§ **WHAT YOU ARE ASKED TO DO**
Reproduce the rows from the start through the line containing "[[62,443],[60,428],[56,425],[37,425],[33,429],[33,445],[58,445]]", inclusive, with "even-odd rule" replaced by "parity rule" and everything else unchanged. Give only those lines.

§ **SUPPLIED RECORDS**
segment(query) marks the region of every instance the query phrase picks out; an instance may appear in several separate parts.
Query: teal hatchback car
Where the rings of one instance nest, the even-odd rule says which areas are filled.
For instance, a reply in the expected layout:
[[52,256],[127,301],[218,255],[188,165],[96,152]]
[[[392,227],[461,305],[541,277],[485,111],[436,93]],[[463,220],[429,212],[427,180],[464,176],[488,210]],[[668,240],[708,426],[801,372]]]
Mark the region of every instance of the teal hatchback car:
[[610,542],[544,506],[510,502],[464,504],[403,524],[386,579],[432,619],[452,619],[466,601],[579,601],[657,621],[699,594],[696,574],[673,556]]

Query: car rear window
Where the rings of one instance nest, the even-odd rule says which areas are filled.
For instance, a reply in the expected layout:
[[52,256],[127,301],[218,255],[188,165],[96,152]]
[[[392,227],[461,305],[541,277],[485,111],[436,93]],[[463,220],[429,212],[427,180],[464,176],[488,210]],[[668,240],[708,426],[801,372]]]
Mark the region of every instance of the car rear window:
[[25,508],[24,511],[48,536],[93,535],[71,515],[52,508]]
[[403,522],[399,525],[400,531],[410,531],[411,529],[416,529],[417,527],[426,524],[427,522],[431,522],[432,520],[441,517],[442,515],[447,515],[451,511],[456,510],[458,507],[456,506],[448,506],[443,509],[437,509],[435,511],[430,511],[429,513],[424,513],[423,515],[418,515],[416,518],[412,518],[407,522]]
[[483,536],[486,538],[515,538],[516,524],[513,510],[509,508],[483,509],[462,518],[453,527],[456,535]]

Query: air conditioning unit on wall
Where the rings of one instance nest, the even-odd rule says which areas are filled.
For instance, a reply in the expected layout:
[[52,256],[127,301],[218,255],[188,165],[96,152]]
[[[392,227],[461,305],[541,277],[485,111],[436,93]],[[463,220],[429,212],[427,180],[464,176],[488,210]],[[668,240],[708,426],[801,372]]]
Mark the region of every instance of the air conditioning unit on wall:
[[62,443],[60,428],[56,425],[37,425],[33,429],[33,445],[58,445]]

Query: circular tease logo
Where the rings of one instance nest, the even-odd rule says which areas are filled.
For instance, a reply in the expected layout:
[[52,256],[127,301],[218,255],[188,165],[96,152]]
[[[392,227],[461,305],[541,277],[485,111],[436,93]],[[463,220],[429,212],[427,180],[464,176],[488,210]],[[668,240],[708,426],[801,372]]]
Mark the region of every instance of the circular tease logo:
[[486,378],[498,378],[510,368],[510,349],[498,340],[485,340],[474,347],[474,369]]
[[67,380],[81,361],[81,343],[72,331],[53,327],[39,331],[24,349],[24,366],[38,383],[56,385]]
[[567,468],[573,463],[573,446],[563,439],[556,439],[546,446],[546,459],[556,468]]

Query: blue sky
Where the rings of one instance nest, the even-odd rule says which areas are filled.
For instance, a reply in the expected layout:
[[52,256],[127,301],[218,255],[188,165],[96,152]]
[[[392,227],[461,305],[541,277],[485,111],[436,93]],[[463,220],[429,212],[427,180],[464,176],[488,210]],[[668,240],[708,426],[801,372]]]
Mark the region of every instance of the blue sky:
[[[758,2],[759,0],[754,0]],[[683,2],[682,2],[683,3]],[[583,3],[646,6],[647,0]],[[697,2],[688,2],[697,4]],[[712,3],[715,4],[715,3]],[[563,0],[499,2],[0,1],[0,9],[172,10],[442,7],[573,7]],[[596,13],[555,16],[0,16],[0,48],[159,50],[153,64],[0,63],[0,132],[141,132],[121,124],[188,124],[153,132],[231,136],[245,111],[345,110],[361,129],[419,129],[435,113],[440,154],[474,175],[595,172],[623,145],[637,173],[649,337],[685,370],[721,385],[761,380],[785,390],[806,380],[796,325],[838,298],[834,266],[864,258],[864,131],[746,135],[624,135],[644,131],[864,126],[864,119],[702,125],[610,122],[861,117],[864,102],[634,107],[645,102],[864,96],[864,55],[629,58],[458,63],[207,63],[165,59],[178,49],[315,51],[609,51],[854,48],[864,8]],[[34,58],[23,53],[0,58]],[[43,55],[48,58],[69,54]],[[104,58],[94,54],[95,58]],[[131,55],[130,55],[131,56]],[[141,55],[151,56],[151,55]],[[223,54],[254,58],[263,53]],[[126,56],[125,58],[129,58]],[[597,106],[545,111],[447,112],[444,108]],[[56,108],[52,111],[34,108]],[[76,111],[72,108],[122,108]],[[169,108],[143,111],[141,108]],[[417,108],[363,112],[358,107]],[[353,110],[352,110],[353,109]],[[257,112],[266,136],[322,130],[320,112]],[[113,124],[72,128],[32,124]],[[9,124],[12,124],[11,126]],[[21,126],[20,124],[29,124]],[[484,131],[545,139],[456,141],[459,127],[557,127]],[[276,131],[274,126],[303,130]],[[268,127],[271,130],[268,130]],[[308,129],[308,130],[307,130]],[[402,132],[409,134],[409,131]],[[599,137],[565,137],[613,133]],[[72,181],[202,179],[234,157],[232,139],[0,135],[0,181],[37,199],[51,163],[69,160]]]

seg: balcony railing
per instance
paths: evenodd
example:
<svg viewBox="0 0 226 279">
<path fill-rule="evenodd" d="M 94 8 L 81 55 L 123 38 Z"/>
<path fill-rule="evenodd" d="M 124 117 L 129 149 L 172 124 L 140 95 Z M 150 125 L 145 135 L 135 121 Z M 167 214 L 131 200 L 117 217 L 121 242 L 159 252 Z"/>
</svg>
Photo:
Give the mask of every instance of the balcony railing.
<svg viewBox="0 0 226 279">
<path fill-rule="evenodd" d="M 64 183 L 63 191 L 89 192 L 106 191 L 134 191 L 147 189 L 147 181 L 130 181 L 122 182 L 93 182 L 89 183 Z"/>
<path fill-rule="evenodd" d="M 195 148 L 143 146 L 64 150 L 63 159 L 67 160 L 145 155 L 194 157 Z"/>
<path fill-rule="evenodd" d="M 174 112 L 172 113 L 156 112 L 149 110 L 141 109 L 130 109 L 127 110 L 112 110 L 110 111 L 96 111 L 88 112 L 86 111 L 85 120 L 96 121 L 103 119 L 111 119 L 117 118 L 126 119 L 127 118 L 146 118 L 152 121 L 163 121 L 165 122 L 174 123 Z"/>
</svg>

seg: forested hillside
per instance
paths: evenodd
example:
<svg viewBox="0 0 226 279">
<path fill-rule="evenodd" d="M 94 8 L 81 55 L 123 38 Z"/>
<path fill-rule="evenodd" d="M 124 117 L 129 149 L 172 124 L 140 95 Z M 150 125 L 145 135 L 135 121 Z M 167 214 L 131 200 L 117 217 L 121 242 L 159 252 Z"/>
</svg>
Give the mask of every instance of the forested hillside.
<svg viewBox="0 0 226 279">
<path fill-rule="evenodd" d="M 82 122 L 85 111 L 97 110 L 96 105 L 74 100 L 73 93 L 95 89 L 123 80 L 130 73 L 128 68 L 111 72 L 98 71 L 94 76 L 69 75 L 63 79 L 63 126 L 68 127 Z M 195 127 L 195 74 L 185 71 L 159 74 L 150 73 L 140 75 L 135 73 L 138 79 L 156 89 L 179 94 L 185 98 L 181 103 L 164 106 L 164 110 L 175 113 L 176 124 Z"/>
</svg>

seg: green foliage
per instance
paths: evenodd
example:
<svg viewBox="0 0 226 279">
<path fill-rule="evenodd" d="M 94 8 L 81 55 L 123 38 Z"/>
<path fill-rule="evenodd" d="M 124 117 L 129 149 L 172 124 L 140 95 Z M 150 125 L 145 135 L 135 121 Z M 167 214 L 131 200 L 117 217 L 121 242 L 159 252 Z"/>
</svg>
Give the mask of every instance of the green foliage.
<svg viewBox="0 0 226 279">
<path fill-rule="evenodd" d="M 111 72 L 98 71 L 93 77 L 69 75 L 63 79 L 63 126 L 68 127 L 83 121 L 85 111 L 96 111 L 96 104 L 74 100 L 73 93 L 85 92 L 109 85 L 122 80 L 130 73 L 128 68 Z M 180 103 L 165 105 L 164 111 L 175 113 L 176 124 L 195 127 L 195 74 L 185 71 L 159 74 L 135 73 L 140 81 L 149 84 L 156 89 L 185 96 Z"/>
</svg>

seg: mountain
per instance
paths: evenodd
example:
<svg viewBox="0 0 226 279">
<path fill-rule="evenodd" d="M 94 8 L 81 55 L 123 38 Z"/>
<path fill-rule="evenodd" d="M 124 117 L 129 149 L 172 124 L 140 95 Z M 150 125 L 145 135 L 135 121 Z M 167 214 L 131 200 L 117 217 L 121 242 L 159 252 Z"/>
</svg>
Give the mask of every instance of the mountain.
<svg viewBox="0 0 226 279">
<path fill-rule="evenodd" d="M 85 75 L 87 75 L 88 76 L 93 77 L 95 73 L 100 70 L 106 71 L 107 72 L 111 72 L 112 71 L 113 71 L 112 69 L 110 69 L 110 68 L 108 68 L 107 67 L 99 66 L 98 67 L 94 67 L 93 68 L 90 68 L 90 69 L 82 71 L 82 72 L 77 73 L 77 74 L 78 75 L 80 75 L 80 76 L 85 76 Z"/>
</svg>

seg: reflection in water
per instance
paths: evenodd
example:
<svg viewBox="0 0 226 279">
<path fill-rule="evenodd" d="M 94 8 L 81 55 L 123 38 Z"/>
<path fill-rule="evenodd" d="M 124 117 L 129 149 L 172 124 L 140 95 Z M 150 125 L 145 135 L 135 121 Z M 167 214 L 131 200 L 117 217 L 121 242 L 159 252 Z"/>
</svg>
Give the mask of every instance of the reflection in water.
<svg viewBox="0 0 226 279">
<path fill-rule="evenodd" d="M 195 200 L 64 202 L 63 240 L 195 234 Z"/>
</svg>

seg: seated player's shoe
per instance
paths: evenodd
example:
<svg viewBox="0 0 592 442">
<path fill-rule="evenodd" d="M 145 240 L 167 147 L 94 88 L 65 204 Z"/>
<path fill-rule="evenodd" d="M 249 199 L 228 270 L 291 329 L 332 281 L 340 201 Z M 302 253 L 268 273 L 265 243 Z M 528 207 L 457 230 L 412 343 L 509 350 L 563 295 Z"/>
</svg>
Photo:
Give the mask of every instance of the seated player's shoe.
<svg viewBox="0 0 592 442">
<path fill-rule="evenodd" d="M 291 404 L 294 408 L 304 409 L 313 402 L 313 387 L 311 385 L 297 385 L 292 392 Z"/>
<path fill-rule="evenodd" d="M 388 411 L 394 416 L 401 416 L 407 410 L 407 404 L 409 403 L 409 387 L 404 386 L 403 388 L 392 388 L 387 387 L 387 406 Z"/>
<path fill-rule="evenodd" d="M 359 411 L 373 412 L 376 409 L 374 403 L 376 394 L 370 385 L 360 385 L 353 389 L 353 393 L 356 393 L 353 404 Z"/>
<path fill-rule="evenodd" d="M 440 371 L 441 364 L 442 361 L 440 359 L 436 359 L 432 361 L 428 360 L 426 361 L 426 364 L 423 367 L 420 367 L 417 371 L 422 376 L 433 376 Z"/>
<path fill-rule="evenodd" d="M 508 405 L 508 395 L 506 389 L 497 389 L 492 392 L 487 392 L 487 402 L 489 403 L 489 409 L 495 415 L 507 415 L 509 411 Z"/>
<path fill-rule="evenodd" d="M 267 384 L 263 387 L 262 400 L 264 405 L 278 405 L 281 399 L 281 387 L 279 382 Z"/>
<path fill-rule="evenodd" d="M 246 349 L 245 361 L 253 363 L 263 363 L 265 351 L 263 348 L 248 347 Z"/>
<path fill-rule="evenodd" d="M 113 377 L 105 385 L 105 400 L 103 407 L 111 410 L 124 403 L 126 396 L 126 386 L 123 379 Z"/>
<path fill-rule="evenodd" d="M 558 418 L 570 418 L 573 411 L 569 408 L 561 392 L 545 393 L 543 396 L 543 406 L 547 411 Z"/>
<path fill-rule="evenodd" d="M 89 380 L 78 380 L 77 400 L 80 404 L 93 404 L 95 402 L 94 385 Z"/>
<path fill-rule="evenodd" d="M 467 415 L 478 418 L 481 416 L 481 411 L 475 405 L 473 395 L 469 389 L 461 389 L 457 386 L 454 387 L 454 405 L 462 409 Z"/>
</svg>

§ **RESULT OF THIS EXERCISE**
segment(query) marks the region of every instance the query phrase picks out; an instance may appear in several separate parts.
Query: teal hatchback car
Where the rings of one instance nest, the parity rule says which areas are filled.
For instance, a reply in the expected layout:
[[52,256],[127,301],[218,255],[188,165],[96,152]]
[[[392,227],[461,305],[541,277],[485,111],[436,93]],[[463,220],[429,212],[427,180],[464,176],[488,210]],[[668,240],[708,426],[801,372]]]
Mark the region of every instance of the teal hatchback car:
[[610,542],[544,506],[510,502],[464,504],[403,524],[386,579],[432,619],[452,619],[466,601],[579,601],[657,621],[699,594],[696,574],[673,556]]

Query: car rear window
Where the rings of one instance nest, the parity rule says which areas are filled.
For instance, a reply in the expected layout:
[[52,256],[127,301],[218,255],[188,165],[96,152]]
[[[392,227],[461,305],[541,277],[485,111],[436,93]],[[463,220],[429,212],[427,180],[464,176],[488,210]],[[668,240],[708,426],[801,372]]]
Mark the region of every instance of the car rear window:
[[25,508],[24,511],[48,536],[93,535],[71,515],[52,508]]
[[403,522],[399,525],[400,531],[410,531],[411,529],[416,529],[417,527],[426,524],[427,522],[431,522],[432,520],[441,517],[442,515],[447,515],[451,511],[456,510],[458,507],[456,506],[448,506],[443,509],[437,509],[435,511],[430,511],[429,513],[424,513],[423,515],[418,515],[416,518],[412,518],[407,522]]
[[483,536],[486,538],[515,538],[516,524],[513,510],[509,508],[483,509],[462,518],[453,527],[456,535]]

Query: air conditioning unit on wall
Where the rings of one instance nest, the parity rule says which areas are filled.
For instance, a reply in the expected layout:
[[52,256],[127,301],[218,255],[188,165],[96,152]]
[[[392,227],[461,305],[541,277],[485,111],[436,93]],[[463,220],[429,212],[427,180],[464,176],[488,210]],[[668,240],[708,426],[801,372]]]
Mark the region of every instance of the air conditioning unit on wall:
[[62,443],[60,428],[56,425],[37,425],[33,429],[33,445],[58,445]]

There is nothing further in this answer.